** Material supplied follows **

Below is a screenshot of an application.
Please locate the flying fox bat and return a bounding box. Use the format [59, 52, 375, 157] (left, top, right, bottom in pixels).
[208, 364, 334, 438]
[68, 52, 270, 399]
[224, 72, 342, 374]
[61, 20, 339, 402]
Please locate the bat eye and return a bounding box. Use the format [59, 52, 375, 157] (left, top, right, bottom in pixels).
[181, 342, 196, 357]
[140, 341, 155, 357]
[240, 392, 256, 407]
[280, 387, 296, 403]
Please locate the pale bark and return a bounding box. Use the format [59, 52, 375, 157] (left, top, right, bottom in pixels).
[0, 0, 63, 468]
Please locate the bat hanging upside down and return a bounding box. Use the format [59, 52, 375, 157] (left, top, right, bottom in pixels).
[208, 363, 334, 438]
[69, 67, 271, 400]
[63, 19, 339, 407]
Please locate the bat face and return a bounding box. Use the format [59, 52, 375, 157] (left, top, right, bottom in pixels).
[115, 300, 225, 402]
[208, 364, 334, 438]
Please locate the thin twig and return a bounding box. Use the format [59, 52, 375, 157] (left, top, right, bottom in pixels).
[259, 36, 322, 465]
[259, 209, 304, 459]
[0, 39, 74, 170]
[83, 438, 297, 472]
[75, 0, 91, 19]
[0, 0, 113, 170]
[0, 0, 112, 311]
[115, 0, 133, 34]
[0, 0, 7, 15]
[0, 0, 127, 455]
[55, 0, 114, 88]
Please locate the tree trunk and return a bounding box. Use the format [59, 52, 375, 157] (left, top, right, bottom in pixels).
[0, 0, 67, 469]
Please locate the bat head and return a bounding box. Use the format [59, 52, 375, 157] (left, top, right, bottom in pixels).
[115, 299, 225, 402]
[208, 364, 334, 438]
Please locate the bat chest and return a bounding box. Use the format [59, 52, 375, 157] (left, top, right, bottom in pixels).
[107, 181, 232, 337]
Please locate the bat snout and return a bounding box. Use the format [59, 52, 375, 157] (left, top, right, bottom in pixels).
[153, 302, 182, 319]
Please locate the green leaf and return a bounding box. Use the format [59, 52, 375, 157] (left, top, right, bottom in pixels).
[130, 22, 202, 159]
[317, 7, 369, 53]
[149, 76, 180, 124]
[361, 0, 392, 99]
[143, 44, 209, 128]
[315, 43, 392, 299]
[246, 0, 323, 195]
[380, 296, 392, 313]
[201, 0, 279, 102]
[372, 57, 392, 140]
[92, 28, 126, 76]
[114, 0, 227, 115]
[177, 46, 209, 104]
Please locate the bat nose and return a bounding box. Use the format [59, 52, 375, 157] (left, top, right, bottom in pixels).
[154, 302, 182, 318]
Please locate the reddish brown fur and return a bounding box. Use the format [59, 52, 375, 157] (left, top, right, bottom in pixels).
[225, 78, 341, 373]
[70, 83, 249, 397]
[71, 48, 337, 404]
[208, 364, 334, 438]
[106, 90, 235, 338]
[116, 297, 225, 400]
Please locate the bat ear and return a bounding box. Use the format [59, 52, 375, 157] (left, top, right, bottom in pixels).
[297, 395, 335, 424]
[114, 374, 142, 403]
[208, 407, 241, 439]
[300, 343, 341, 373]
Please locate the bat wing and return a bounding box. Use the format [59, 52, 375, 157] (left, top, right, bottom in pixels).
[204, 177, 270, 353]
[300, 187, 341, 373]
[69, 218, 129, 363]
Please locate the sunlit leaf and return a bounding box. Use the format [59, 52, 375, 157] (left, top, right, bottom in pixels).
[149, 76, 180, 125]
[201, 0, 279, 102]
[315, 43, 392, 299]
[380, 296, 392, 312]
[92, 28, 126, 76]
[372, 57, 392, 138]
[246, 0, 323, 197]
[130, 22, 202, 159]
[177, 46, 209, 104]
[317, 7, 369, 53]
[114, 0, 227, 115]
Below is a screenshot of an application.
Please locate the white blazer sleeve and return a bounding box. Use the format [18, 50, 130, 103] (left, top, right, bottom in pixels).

** End of Material supplied **

*Task*
Copy out the entries above again, keeping them exact.

*Response*
Below is a screenshot of an application.
Please locate the flying fox bat and return a bounding box. Use the format [59, 52, 375, 157] (left, top, right, bottom in pixels).
[208, 364, 334, 438]
[68, 52, 270, 399]
[224, 72, 342, 374]
[61, 20, 339, 402]
Please locate the bat eye and return a bounding box. Use the format [59, 52, 375, 157] (left, top, right, bottom in pixels).
[181, 342, 196, 357]
[140, 341, 155, 357]
[240, 392, 256, 407]
[280, 387, 296, 403]
Please locate the pale bark and return a bounding box. Use the format [59, 52, 375, 157] (left, top, right, bottom in pixels).
[0, 0, 63, 468]
Please locate the bat hanging upside down and return a bounding box. Use the format [59, 52, 375, 157] (left, top, right, bottom in pixels).
[208, 363, 334, 438]
[69, 67, 271, 400]
[63, 19, 339, 407]
Please locate the bat face and return a bounding box. Use the format [59, 52, 375, 157] (left, top, right, bottom in pixels).
[115, 300, 225, 402]
[208, 364, 334, 438]
Please locate the thin twig and return a bounding box. Use the format [59, 52, 375, 157] (left, top, right, bottom in pixels).
[259, 36, 322, 465]
[259, 209, 304, 459]
[0, 39, 74, 170]
[83, 438, 297, 472]
[75, 0, 91, 19]
[0, 0, 113, 170]
[0, 0, 112, 311]
[115, 0, 133, 34]
[0, 0, 7, 15]
[0, 0, 127, 455]
[55, 0, 114, 88]
Please locate the tree trunk and return a bounding box. Use the format [59, 52, 375, 157] (left, top, right, bottom in pixels).
[0, 0, 67, 469]
Please locate the bat head and return a bounding box. Use the format [59, 52, 375, 157] (left, top, right, bottom in pixels).
[115, 299, 225, 402]
[208, 364, 334, 438]
Please locate the bat chest and return a bounding box. Use the format [59, 52, 375, 157] (left, top, right, bottom in pixels).
[107, 181, 232, 337]
Please locate the bat snout and return a bounding box. Use the format [59, 52, 375, 157] (left, top, right, bottom in pixels).
[153, 302, 182, 319]
Please locate the green leaf and return a bounding box. Use the format [59, 52, 375, 157] (left, top, right, bottom in pixels).
[130, 22, 202, 159]
[317, 7, 369, 53]
[149, 76, 180, 124]
[361, 0, 392, 99]
[143, 44, 209, 128]
[315, 43, 392, 299]
[246, 0, 323, 195]
[380, 296, 392, 313]
[201, 0, 279, 102]
[372, 57, 392, 140]
[92, 28, 126, 76]
[114, 0, 227, 115]
[177, 46, 209, 104]
Please locate the bat nose and return a bounding box. Use the format [59, 52, 375, 157] (left, top, right, bottom in pixels).
[154, 302, 182, 318]
Please locate the reddish brown fur and return a bounding box. Use the format [59, 52, 375, 157] (left, top, right, bottom in pixels).
[225, 78, 341, 373]
[70, 83, 249, 397]
[71, 48, 337, 404]
[208, 364, 334, 438]
[106, 90, 235, 338]
[116, 297, 225, 400]
Please locate the bat ear and return a bounding box. Use the format [59, 52, 375, 157] (left, top, right, bottom in pixels).
[297, 395, 335, 424]
[114, 374, 142, 403]
[208, 407, 241, 439]
[300, 343, 341, 373]
Please locate the bat wing and return a bounding box. Use the format [59, 52, 375, 157] (left, top, right, bottom in pixels).
[204, 177, 270, 353]
[300, 187, 341, 373]
[69, 218, 129, 363]
Please locate the sunlit leaf and return a bounding box. Use the format [59, 52, 375, 157] (left, top, right, bottom in pixels).
[149, 76, 180, 125]
[201, 0, 279, 102]
[315, 43, 392, 299]
[380, 296, 392, 312]
[92, 28, 126, 76]
[372, 57, 392, 138]
[246, 0, 323, 197]
[130, 22, 202, 159]
[177, 46, 209, 104]
[317, 7, 369, 53]
[114, 0, 227, 115]
Below is a screenshot of an application.
Please locate the white blazer sleeve and return a bounding box. Use the format [18, 50, 130, 103] (left, top, right, bottom in pixels).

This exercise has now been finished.